START Supplied records
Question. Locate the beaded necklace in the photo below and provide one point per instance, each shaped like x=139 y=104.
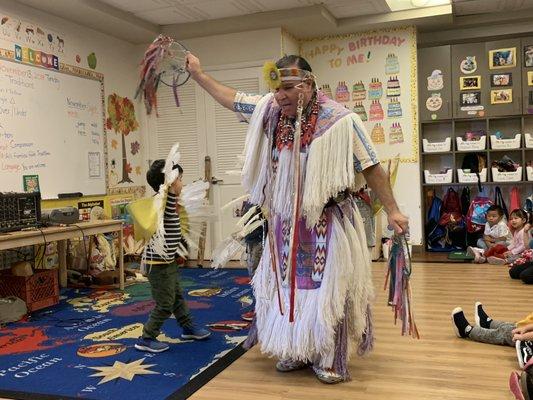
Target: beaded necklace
x=285 y=128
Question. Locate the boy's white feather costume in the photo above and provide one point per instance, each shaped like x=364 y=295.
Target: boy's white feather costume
x=147 y=213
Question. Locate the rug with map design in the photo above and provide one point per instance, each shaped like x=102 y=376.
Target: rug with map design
x=83 y=347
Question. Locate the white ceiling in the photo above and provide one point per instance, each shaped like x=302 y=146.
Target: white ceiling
x=166 y=12
x=139 y=21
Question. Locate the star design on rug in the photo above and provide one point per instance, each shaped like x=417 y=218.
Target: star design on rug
x=123 y=370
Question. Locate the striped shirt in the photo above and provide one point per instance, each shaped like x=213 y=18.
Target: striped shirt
x=171 y=221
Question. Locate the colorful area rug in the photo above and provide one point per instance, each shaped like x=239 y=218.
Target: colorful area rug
x=83 y=347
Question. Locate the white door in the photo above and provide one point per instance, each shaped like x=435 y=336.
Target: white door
x=184 y=124
x=205 y=128
x=225 y=142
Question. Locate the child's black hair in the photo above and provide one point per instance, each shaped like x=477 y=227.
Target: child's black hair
x=155 y=176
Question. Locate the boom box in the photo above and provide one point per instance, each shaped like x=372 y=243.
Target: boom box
x=19 y=210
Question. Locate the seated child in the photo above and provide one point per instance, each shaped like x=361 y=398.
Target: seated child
x=496 y=234
x=500 y=254
x=487 y=330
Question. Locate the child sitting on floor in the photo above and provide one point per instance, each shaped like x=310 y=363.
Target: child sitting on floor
x=496 y=234
x=500 y=254
x=487 y=330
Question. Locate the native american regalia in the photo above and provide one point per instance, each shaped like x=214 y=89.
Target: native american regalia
x=317 y=308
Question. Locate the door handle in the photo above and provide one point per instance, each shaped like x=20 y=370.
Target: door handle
x=215 y=180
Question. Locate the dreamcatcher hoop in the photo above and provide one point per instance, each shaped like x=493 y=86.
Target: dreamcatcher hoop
x=172 y=68
x=165 y=61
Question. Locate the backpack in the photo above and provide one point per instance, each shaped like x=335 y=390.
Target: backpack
x=498 y=200
x=476 y=218
x=465 y=200
x=435 y=233
x=515 y=198
x=452 y=217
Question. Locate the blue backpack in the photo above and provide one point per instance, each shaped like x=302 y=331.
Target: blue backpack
x=435 y=233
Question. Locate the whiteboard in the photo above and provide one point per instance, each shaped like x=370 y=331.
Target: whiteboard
x=51 y=125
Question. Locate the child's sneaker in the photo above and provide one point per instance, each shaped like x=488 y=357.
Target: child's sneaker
x=193 y=332
x=460 y=324
x=476 y=253
x=289 y=365
x=524 y=352
x=482 y=319
x=150 y=345
x=327 y=375
x=496 y=261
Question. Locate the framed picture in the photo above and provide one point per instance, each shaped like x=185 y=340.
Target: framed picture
x=501 y=96
x=530 y=78
x=470 y=82
x=469 y=99
x=502 y=58
x=501 y=79
x=528 y=56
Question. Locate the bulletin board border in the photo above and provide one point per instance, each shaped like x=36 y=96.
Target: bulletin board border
x=411 y=30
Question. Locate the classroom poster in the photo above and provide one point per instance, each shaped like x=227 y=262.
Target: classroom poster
x=373 y=74
x=85 y=208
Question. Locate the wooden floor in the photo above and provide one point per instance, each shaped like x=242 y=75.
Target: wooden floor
x=438 y=366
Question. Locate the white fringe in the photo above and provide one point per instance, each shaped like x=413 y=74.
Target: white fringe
x=225 y=251
x=284 y=184
x=238 y=200
x=256 y=153
x=346 y=282
x=331 y=152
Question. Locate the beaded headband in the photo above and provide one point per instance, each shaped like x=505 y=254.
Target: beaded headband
x=275 y=76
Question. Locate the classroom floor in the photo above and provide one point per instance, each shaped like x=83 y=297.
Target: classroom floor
x=438 y=366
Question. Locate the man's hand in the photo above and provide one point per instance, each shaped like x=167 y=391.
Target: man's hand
x=398 y=222
x=193 y=65
x=223 y=94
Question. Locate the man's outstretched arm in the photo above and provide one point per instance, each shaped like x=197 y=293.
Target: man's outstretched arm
x=223 y=94
x=378 y=181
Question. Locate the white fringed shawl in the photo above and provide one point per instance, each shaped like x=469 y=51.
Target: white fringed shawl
x=329 y=168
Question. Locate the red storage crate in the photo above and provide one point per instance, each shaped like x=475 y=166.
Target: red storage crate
x=38 y=291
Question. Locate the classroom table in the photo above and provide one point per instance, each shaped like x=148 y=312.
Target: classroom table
x=61 y=234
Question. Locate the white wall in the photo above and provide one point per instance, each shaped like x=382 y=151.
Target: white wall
x=116 y=59
x=234 y=48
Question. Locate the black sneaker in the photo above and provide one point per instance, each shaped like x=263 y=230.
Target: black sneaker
x=482 y=319
x=460 y=324
x=524 y=352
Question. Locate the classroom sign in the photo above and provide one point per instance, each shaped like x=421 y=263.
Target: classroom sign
x=374 y=75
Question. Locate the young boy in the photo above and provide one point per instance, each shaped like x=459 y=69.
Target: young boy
x=163 y=270
x=496 y=232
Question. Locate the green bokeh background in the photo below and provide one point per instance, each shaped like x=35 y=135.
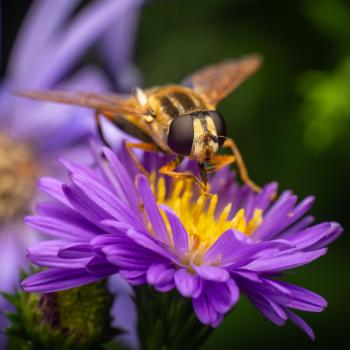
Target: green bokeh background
x=291 y=122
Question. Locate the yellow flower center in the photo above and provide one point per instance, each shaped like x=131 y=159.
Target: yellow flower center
x=199 y=215
x=18 y=175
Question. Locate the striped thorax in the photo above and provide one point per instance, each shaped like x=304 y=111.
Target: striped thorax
x=184 y=123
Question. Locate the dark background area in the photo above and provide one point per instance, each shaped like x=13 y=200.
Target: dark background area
x=291 y=122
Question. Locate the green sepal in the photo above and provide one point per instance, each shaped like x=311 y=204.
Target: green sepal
x=77 y=319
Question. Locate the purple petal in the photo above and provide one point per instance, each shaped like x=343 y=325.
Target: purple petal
x=129 y=256
x=180 y=236
x=119 y=57
x=269 y=309
x=335 y=231
x=54 y=280
x=126 y=184
x=53 y=188
x=148 y=242
x=152 y=209
x=34 y=35
x=105 y=201
x=224 y=248
x=75 y=251
x=264 y=198
x=86 y=27
x=73 y=225
x=301 y=324
x=304 y=299
x=134 y=277
x=298 y=226
x=222 y=295
x=310 y=236
x=160 y=274
x=99 y=266
x=275 y=217
x=205 y=310
x=188 y=284
x=46 y=254
x=285 y=262
x=212 y=273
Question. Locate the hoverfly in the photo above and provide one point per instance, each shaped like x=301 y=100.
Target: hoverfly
x=176 y=119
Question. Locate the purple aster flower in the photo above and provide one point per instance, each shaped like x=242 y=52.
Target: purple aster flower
x=161 y=232
x=32 y=133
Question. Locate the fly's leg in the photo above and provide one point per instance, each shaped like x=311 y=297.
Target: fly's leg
x=149 y=147
x=99 y=127
x=168 y=169
x=240 y=164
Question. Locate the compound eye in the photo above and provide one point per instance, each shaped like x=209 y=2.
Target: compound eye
x=220 y=125
x=181 y=134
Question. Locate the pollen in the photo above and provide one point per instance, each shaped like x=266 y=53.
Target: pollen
x=200 y=215
x=18 y=174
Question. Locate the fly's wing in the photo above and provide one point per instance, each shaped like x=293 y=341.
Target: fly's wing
x=106 y=104
x=216 y=81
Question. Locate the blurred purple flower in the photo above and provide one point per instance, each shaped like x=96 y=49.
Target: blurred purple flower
x=160 y=232
x=47 y=49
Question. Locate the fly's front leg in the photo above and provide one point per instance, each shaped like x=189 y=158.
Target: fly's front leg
x=149 y=147
x=168 y=169
x=99 y=127
x=240 y=164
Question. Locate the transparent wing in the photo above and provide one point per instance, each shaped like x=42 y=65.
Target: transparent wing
x=111 y=103
x=216 y=81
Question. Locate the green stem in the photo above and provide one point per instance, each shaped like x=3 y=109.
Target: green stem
x=166 y=321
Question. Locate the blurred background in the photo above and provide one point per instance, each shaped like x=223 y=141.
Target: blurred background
x=291 y=122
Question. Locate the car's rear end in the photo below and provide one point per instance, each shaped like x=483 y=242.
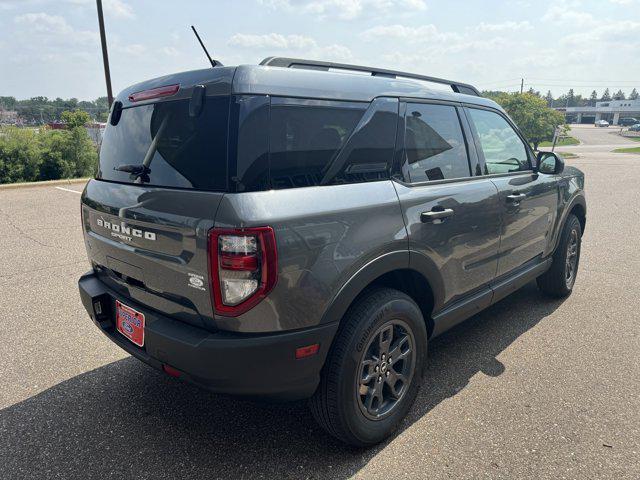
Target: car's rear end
x=160 y=266
x=224 y=221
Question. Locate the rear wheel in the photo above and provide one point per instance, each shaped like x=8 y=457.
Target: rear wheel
x=374 y=369
x=558 y=281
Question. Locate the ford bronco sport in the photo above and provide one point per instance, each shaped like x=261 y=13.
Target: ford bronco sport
x=301 y=229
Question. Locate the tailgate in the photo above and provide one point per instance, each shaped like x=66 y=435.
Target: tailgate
x=150 y=244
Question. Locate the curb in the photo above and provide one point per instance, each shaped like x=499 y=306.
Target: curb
x=47 y=183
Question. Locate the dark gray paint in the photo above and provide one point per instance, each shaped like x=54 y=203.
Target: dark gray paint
x=332 y=240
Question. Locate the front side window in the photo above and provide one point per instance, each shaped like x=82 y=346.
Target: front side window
x=502 y=148
x=434 y=144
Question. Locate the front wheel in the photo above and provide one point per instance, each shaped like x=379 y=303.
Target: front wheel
x=558 y=281
x=374 y=370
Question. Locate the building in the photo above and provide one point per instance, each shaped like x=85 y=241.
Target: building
x=8 y=116
x=611 y=111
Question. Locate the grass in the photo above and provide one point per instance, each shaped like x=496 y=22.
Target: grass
x=562 y=142
x=627 y=150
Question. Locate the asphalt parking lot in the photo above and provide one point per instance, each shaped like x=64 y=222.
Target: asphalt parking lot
x=530 y=388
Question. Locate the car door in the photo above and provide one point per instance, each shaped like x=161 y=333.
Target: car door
x=528 y=200
x=452 y=215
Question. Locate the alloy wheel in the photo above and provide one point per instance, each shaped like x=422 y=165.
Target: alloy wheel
x=386 y=370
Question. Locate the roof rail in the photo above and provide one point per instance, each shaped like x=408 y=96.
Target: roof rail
x=376 y=72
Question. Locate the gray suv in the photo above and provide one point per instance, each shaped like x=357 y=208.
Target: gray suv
x=301 y=229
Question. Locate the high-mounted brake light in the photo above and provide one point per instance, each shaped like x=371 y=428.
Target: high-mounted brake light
x=243 y=265
x=165 y=91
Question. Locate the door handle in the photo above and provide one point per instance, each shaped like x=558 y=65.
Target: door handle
x=435 y=216
x=516 y=197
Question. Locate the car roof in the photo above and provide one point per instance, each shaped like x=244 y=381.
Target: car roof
x=340 y=85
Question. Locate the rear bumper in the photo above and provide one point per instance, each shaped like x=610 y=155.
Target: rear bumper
x=253 y=365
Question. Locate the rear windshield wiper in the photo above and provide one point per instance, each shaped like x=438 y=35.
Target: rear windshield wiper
x=140 y=172
x=132 y=169
x=137 y=172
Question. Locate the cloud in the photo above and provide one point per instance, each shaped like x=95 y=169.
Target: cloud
x=44 y=23
x=272 y=40
x=53 y=29
x=118 y=9
x=300 y=44
x=504 y=26
x=564 y=15
x=114 y=8
x=345 y=9
x=423 y=34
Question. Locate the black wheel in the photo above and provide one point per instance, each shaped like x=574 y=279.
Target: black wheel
x=374 y=369
x=558 y=281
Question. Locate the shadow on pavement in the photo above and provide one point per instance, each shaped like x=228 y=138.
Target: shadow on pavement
x=127 y=420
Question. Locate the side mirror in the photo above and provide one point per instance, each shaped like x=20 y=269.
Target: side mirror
x=549 y=163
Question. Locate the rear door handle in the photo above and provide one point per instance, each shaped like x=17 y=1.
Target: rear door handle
x=435 y=216
x=516 y=197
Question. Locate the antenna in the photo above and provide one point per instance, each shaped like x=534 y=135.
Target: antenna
x=214 y=63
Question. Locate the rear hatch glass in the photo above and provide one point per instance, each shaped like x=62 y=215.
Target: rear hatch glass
x=181 y=151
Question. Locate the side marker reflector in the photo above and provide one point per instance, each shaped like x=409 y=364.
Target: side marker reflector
x=309 y=350
x=172 y=372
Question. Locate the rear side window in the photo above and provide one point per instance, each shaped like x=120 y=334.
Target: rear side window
END Supplied records
To be done →
Return everything from the line containing "Question. Locate the white ceiling" down to the line containing "x=171 y=221", both of those lines included, with each line reproduced unchanged.

Solution →
Question. Locate the white ceiling in the photo above and provide one point per instance, each shaped like x=302 y=146.
Target: white ceiling
x=166 y=12
x=139 y=21
Question. Locate the star design on rug in the photo above and provide one point per instance, each shaped like x=417 y=218.
Target: star design on rug
x=123 y=370
Question. Locate the striped shirt in the photo above and provide one point per instance, each shaped like x=213 y=18.
Target: striped shirt
x=171 y=221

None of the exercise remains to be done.